_DATA FOR THIS TASK_:

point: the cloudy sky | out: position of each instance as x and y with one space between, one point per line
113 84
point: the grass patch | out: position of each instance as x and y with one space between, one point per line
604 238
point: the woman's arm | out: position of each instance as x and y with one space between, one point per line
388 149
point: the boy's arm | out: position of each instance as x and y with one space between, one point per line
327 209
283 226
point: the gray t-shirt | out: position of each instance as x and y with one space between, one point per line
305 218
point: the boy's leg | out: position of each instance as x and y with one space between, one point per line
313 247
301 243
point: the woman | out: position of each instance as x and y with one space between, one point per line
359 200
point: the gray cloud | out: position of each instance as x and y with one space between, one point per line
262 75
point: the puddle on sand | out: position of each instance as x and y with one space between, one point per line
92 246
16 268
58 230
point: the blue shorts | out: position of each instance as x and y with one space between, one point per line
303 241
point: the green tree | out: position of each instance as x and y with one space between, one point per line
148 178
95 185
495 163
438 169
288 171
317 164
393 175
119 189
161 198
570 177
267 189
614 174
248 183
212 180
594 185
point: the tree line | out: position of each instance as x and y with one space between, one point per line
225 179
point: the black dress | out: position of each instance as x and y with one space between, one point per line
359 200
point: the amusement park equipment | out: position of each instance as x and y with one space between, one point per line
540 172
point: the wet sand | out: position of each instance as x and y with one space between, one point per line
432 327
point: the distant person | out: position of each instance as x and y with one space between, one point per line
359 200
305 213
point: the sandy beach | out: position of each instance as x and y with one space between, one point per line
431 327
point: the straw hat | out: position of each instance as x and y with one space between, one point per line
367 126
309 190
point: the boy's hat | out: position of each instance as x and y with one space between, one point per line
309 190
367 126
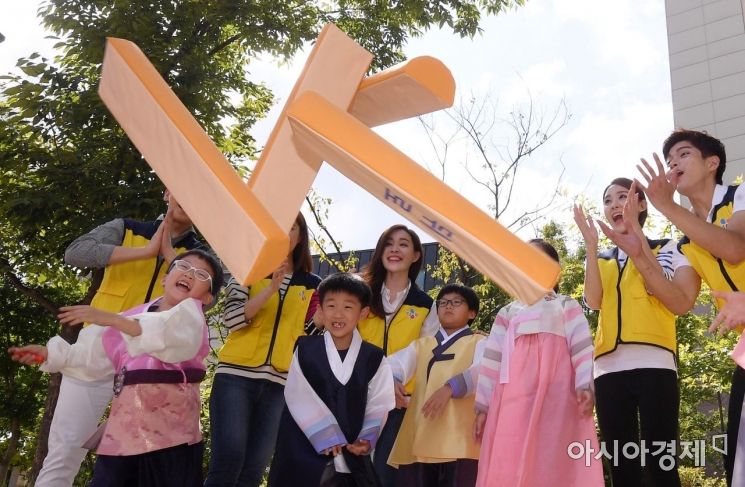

_THE REQUEST_: Starting at the line that contains "point: the tree" and ending at the end of the listing, write out every line again, both the point lines and the coordinate lines, with each x and y coordinate multiplied by 0.55 and rounded to a whole number, halves rounded up. Leave the pictures out of your answer.

_RESULT FOR THIS EXERCISE_:
point: the tree line | out: position of each instance as x and y with one space between, one point per line
124 98
point: the black dress | out: position of each instance as x and y with one space between, one point per line
197 110
point: the amusement park equipment | out: position of each instance as x and y with one space between, one point per line
297 95
point: the wet sand | out: position of each instance as x and y with one space between, one point per line
238 180
point: the distant person | out: position of each instance as x and y with one space between, one point per line
197 110
168 117
point: the sandy beach | out: position of each instance as x and y with one space between, one point per line
237 180
point: the straw hat | out: position of each instance as x and y with one space between, one point per line
202 69
170 105
point: the boy's hat | out: position of each instance as x and y with one space between, one point per line
170 105
202 69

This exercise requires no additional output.